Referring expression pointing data
== Segment start ==

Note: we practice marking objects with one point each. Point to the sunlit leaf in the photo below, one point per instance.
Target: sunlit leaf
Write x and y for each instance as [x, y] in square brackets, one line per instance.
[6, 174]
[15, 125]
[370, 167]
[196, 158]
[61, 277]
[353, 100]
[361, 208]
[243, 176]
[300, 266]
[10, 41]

== Segment end ==

*WHAT YOU HAVE TO DO*
All of the lines above are to be restated word for word.

*RESPONSE FOR THIS EXERCISE*
Note: we practice marking objects with one point each. Point to the sunlit leaf in the photo below, one point per instance.
Target: sunlit leaf
Write x and y for each instance as [x, y] in square brackets, one line per instance.
[6, 174]
[15, 125]
[370, 167]
[196, 158]
[61, 277]
[353, 100]
[361, 208]
[243, 176]
[300, 266]
[10, 41]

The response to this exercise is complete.